#### TEXTE FOURNI:
◇ ◇ ◇ ◇ ◇ ◇ ◇
Les nouveaux voyageurs du centre de la Terre

CNRS le journal Chimie Environnement

Lorsque Jules Verne publie son Voyage au centre de la Terre, en 1864, la dynamique terrestre est encore incomprise. Puis, en un siècle et demi, les géosciences vont révéler la structure interne du globe. Récit d’une incroyable saga scientifique. Un article de CNRS le Journal avec la participation de Nadège Hilairet, chercheuse CNRS à l’Unité matériaux et transformations (UMET - CNRS/ULille/Inrae/Centrale Lille).

La seconde moitié du XIXe siècle est une période charnière du progrès scientifique. En quelques décennies seulement émergent certaines des grandes théories sur lesquelles va se développer la science du XXe siècle, comme l’électromagnétisme, l’hérédité ou la théorie de l’évolution. Un domaine semble toutefois demeurer à la traîne : les géosciences.

Au XIXe siècle, notre connaissance de la dynamique terrestre et de la structure du globe paraît bien limitée. Les naturalistes qui s’intéressent à ces questions peinent encore à se détacher de la parole biblique, dont la chrono­logie est parfaitement incompatible avec celle attendue pour les grands phénomènes géologiques. Les scientifiques se heurtent par ailleurs à un problème technique : l’exploration de l’intérieur du globe terrestre.
◇ ◇ ◇ ◇ ◇ ◇ ◇
#### CONSIGNE 1:
Relevez toutes les grandes théories que le texte fourni cite en exemple parmi celles apparues dans la seconde moitié du XIXe siècle.
#### CONSIGNE 2:
D'après le texte fourni, en quelle année Jules Verne publie-t-il son Voyage au centre de la Terre ?

#### DONNÉES FOURNIES:
◇ ◇ ◇ ◇ ◇ ◇ ◇
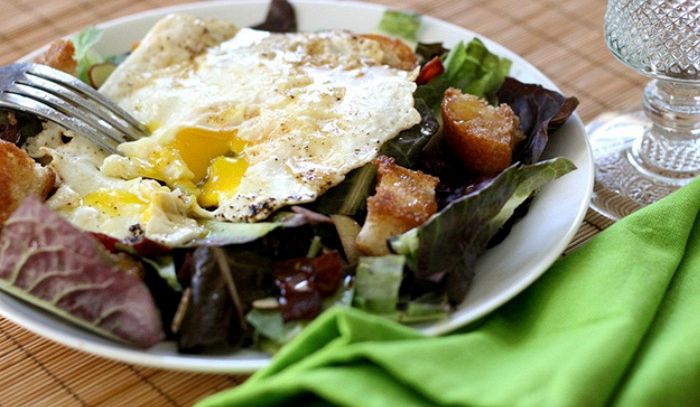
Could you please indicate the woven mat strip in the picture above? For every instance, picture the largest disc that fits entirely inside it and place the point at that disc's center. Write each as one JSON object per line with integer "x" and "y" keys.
{"x": 561, "y": 38}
◇ ◇ ◇ ◇ ◇ ◇ ◇
#### RÉPONSE ATTENDUE 1:
L'électromagnétisme, l'hérédité et la théorie de l'évolution.

#### RÉPONSE ATTENDUE 2:
En 1864.